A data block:
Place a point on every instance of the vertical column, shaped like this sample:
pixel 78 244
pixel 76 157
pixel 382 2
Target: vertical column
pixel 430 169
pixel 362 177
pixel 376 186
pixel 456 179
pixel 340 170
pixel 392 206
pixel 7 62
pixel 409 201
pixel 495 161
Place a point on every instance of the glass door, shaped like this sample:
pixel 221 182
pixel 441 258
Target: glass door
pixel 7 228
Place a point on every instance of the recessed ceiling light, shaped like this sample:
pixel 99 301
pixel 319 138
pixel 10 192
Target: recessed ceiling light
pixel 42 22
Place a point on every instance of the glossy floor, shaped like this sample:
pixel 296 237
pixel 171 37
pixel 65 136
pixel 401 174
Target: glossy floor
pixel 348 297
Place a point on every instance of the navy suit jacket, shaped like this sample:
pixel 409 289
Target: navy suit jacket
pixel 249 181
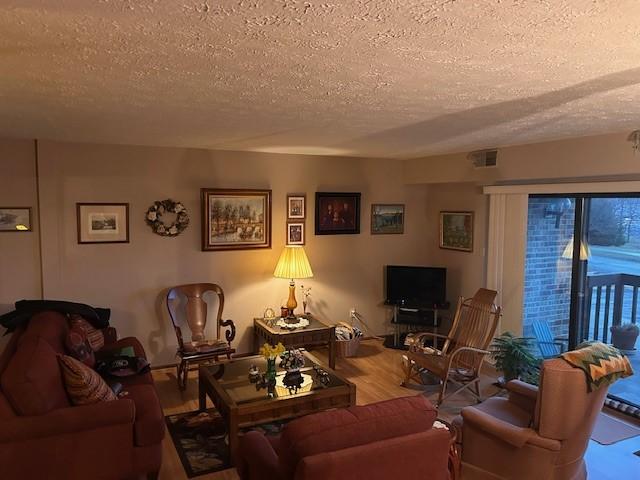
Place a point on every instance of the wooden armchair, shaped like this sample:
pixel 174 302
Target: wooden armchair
pixel 194 311
pixel 460 359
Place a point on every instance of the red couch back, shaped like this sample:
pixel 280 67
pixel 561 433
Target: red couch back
pixel 30 377
pixel 343 429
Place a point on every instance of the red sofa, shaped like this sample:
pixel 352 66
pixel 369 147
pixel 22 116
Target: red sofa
pixel 386 440
pixel 43 436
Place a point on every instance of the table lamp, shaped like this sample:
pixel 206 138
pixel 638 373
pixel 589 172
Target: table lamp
pixel 293 263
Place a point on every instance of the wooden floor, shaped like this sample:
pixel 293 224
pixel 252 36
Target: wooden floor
pixel 377 373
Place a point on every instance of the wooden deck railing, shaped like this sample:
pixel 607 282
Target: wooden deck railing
pixel 609 291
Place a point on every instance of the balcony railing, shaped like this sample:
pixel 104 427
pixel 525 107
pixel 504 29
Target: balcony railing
pixel 610 299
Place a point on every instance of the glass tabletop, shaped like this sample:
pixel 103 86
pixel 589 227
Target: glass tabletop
pixel 233 378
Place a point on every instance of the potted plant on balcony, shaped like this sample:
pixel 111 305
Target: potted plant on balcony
pixel 514 359
pixel 624 336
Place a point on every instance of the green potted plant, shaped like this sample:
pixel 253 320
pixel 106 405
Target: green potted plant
pixel 514 359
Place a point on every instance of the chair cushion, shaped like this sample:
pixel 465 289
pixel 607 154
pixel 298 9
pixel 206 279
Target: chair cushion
pixel 83 384
pixel 338 429
pixel 77 346
pixel 95 336
pixel 149 423
pixel 506 411
pixel 32 381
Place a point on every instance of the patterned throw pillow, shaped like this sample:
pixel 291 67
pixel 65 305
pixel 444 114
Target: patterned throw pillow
pixel 78 346
pixel 84 386
pixel 95 336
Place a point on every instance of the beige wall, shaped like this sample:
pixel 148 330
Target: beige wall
pixel 130 278
pixel 601 156
pixel 19 252
pixel 465 270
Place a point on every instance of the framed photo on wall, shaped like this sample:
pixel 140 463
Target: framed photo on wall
pixel 296 206
pixel 387 218
pixel 337 213
pixel 456 231
pixel 15 219
pixel 103 222
pixel 235 219
pixel 295 233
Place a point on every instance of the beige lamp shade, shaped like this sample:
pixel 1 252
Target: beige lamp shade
pixel 293 263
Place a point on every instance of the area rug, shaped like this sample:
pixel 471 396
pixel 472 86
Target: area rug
pixel 609 430
pixel 200 439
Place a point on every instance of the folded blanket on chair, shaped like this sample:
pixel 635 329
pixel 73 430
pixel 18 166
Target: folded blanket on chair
pixel 601 363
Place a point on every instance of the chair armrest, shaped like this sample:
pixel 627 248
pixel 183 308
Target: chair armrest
pixel 68 421
pixel 256 458
pixel 110 335
pixel 511 434
pixel 522 394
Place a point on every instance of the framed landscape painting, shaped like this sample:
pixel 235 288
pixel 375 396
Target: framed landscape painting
pixel 15 219
pixel 235 219
pixel 456 231
pixel 295 233
pixel 337 213
pixel 387 219
pixel 103 222
pixel 296 207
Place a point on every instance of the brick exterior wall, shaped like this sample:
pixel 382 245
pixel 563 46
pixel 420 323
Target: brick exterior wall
pixel 547 287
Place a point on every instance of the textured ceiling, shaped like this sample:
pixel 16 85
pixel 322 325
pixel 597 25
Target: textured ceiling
pixel 376 78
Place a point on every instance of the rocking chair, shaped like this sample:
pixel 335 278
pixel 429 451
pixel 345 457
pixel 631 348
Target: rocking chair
pixel 464 349
pixel 199 349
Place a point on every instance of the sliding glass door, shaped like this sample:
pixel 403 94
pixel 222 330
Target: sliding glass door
pixel 582 276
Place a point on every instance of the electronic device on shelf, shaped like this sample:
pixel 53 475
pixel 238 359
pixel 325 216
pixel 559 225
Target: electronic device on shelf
pixel 415 287
pixel 417 295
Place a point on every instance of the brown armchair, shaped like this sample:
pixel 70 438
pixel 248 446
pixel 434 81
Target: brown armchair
pixel 535 433
pixel 188 302
pixel 465 347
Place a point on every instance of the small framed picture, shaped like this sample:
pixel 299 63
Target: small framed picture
pixel 296 207
pixel 387 218
pixel 295 233
pixel 456 231
pixel 337 213
pixel 15 219
pixel 103 222
pixel 235 219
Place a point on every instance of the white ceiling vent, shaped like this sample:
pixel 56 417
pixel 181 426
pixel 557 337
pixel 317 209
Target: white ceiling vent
pixel 484 158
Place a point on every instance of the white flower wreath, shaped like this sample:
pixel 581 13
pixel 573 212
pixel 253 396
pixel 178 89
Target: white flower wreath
pixel 153 218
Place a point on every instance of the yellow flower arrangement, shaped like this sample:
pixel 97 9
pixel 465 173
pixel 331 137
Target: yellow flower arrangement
pixel 268 351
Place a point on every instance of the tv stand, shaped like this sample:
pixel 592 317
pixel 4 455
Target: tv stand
pixel 424 318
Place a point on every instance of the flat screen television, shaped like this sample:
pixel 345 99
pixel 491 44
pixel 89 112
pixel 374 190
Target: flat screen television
pixel 416 286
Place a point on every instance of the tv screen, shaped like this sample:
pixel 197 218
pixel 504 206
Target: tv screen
pixel 416 286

TASK DIRECTIONS:
Give back, word for word, the lines of the entries starting with the line that contains "Place a point on every instance of the beige lamp" and going on through the line that contains "pixel 582 276", including both of those lines.

TASK OUTPUT:
Place a point on every instance of the beige lamp shade, shaped like this sample:
pixel 1 252
Target: beige lamp shade
pixel 293 263
Place a point on every instance of the area rug, shaped like this sample:
pixel 471 396
pixel 472 86
Target: area rug
pixel 609 430
pixel 200 439
Place a point on every instance of the folded blanket on chair, shaped like this sample:
pixel 635 329
pixel 73 430
pixel 18 166
Target: folded blanket on chair
pixel 601 363
Place a point on every instance of the chair armrest, shaped like this sample:
pixel 627 248
pixel 183 308
Target: chair armrest
pixel 68 421
pixel 256 458
pixel 110 335
pixel 511 434
pixel 522 394
Place a point on every instance of the framed landscape painting, shaped like this sample:
pixel 235 288
pixel 375 396
Target: framed landscape painting
pixel 15 219
pixel 235 219
pixel 456 231
pixel 295 233
pixel 337 213
pixel 387 219
pixel 103 222
pixel 296 207
Place a point on every instance of the brick exterior wall, shaped like this sample:
pixel 382 245
pixel 563 46
pixel 420 323
Target: brick exterior wall
pixel 547 287
Place a point on every instance of the textured ceiling, shaped like this sample:
pixel 16 85
pixel 322 325
pixel 597 25
Target: textured ceiling
pixel 376 78
Place a point on every instance of the rocking chair, shaped like this sample:
pixel 335 278
pixel 429 451
pixel 345 457
pixel 631 348
Target: rocking chair
pixel 464 349
pixel 199 349
Place a point on every instance of the sliding glass door, shaped like this sample:
pixel 403 94
pixel 222 330
Target: sliding glass door
pixel 582 276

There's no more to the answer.